#### [I TUOI COMPITI]
• 1. Spiega in una-tre frasi perché, secondo il testo, la CTR del Veneto ha ritenuto la società tenuta a pagare le accise nonostante le indicazioni ricevute dall'Ufficio.
• 2. Copia dal testo il passo che comincia con le parole "La CTP di Treviso" e si ferma dopo "30 dicembre 2013.".
━━━━━ ESTRATTO DEL TESTO
Sentenza di Cassazione Civile Sez. 5 Num. 33755 Anno 2024
Civile Sent. Sez. 5 Num. 33755 Anno 2024
Presidente: COGNOME
Relatore: COGNOME
Data pubblicazione: 21/12/2024
Oggetto: tributi -accise -affidamento -tributi -insussistenza – autoproduttore -consorzio -vendita ai consorziati -prescrizione -decorrenza – PVC
SENTENZA
sul ricorso iscritto al n. 24438/2017 R.G. proposto da:
RAGIONE_SOCIALE in liquidazione (C.F. P_IVA), già RAGIONE_SOCIALE in persona del legale rappresentante pro tempore, rappresentata e difesa dall’Avv. Prof. NOME COGNOME (C.F. CODICE_FISCALE, e dall’Avv. Prof. NOME COGNOMEC.F. CODICE_FISCALE) in virtù di procura speciale a margine del ricorso, elettivamente domiciliata presso lo studio di quest’ultimo in Roma, INDIRIZZO
-ricorrente principale – contro
RAGIONE_SOCIALE (C.F. P_IVA),
in persona del Direttore pro tempore , rappresentata e difesa ex lege dall’Avvocatura Generale dello Stato , presso la quale è domiciliata in Roma, INDIRIZZO
-controricorrente e ricorrente incidentale –
avverso la sentenza della Commissione tributaria regionale del Veneto n. 345/07/17, depositata in data 13 marzo 2017
Udita la relazione svolta dal Consigliere NOME COGNOME nella pubblica udienza del 6 novembre 2024;
udita la relazione del Pubblico Ministero, in persona del Sostituto Procuratore Generale NOME COGNOME che ha concluso per il rigetto del ricorso principale e l’accoglimento del ricorso incidentale ;
udito l’Avv. COGNOME in sostituzione degli Avv.ti COGNOME e COGNOME per il ricorrente;
FATTI DI CAUSA
La società contribuente RAGIONE_SOCIALE, impresa di autoproduzione di energia operante nel settore delle fonti di energia rinnovabili, a sua volta consumata dai propri consorziati, ha impugnato due avvisi di pagamento, relativi ai periodi di imposta dal 2003 al 2010, con il quale -a seguito di verifica sfociata in PVC del 14 luglio 2011 -veniva assoggettata ad accisa l’energia prodotta e consumata dai consorziati. La società ha dedotto che l’energia distribuita alle consorziate fosse esente da accisa quale autoproduttore, come da autorizzazioni già pervenute dall’Ufficio.
La CTP di Treviso ha accolto il ricorso.
La CTR del Veneto con la sentenza qui impugnata, ha accolto l’appello dell’Ufficio. Ha ritenuto il giudice di appello , che l’omessa corresponsione delle accise su indicazioni dello stesso Ufficio deve ascriversi a errore dell’Ufficio medesimo, che non esime dal pagamento delle imposte. Sul punto, la sentenza impugnata ha rilevato che la
cessione dell’energia ai consorziati costituisce cessione di energia al pari della cessione ai consumatori finali, restando irrilevante ai fini fiscali la disciplina di cui all’art. 2 d. lgs. 16 marzo 1999, n. 79. Il giudice di appello ha, inoltre, ritenuto di fare applicazione della prescrizione quinquennale con decorrenza dalla notificazione degli avvisi di pagamento in data 30 dicembre 2013.
━━━━━━━━━━
━━━━━ RECORD FORNITI
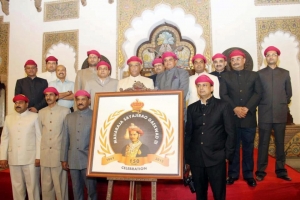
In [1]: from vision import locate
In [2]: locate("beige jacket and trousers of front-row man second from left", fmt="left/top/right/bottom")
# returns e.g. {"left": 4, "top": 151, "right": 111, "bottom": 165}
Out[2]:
{"left": 39, "top": 104, "right": 70, "bottom": 200}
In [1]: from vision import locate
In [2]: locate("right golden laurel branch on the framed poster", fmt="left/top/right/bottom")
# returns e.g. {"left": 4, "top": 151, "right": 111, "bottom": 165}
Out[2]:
{"left": 150, "top": 109, "right": 175, "bottom": 155}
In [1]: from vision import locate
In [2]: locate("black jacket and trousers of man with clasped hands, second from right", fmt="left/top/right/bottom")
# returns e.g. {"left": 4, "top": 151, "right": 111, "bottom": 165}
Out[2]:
{"left": 220, "top": 70, "right": 262, "bottom": 179}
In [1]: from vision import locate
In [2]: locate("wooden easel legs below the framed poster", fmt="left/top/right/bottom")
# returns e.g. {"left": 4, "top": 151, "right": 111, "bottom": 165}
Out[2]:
{"left": 106, "top": 177, "right": 157, "bottom": 200}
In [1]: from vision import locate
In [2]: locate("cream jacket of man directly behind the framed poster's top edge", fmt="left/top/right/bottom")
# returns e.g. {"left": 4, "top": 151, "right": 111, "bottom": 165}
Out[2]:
{"left": 117, "top": 75, "right": 154, "bottom": 91}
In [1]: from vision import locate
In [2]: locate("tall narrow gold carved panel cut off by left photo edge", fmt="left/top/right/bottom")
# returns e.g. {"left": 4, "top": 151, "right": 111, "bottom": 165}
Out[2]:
{"left": 0, "top": 17, "right": 9, "bottom": 81}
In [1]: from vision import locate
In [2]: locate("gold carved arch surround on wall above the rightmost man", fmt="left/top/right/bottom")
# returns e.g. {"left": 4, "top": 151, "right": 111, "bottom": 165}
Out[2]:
{"left": 256, "top": 17, "right": 300, "bottom": 66}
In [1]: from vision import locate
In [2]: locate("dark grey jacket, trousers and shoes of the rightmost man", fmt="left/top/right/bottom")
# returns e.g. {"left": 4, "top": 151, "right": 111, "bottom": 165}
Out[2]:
{"left": 256, "top": 66, "right": 292, "bottom": 176}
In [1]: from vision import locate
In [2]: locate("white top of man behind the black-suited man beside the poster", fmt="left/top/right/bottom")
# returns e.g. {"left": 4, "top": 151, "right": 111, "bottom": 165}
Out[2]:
{"left": 187, "top": 72, "right": 220, "bottom": 105}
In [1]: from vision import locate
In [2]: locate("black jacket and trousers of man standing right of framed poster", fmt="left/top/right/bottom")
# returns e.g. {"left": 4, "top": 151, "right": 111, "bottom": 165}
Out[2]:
{"left": 184, "top": 97, "right": 236, "bottom": 199}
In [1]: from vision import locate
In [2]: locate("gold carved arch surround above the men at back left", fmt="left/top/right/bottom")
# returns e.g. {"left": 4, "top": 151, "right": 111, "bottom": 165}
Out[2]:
{"left": 42, "top": 30, "right": 79, "bottom": 72}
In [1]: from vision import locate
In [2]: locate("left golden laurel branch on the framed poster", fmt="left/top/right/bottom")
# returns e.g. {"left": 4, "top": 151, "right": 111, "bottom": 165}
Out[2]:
{"left": 97, "top": 110, "right": 124, "bottom": 154}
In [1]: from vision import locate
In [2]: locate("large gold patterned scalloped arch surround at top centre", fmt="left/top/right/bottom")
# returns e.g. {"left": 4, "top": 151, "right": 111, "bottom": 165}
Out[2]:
{"left": 117, "top": 0, "right": 212, "bottom": 72}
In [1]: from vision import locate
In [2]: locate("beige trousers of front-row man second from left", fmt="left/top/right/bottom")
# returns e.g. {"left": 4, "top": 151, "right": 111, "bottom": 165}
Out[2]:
{"left": 41, "top": 166, "right": 69, "bottom": 200}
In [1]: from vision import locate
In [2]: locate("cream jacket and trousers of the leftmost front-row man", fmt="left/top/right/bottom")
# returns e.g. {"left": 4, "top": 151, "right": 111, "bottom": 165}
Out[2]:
{"left": 0, "top": 110, "right": 41, "bottom": 200}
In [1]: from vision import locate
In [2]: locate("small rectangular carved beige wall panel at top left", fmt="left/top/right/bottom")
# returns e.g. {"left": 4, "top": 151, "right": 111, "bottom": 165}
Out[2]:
{"left": 44, "top": 0, "right": 79, "bottom": 22}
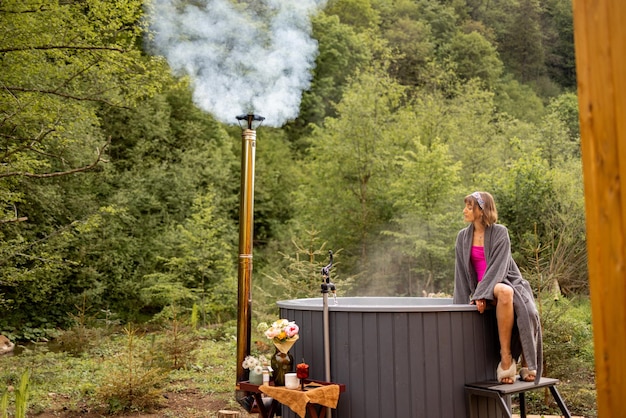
━━━━━━━━━━
#### [RISPOSTE AI COMPITI]
• 1. Per la CTR, il mancato versamento delle accise su indicazione dell'Ufficio deriva da un errore dell'Ufficio stesso, e tale errore non esonera dal pagamento delle imposte. Inoltre, la cessione dell'energia ai consorziati equivale a una cessione di energia come quella ai consumatori finali. Ai fini fiscali resta irrilevante la disciplina dell'art. 2 del d.lgs. 16 marzo 1999, n. 79.

• 2.
La CTP di Treviso ha accolto il ricorso.
La CTR del Veneto con la sentenza qui impugnata, ha accolto l’appello dell’Ufficio. Ha ritenuto il giudice di appello , che l’omessa corresponsione delle accise su indicazioni dello stesso Ufficio deve ascriversi a errore dell’Ufficio medesimo, che non esime dal pagamento delle imposte. Sul punto, la sentenza impugnata ha rilevato che la
cessione dell’energia ai consorziati costituisce cessione di energia al pari della cessione ai consumatori finali, restando irrilevante ai fini fiscali la disciplina di cui all’art. 2 d. lgs. 16 marzo 1999, n. 79. Il giudice di appello ha, inoltre, ritenuto di fare applicazione della prescrizione quinquennale con decorrenza dalla notificazione degli avvisi di pagamento in data 30 dicembre 2013.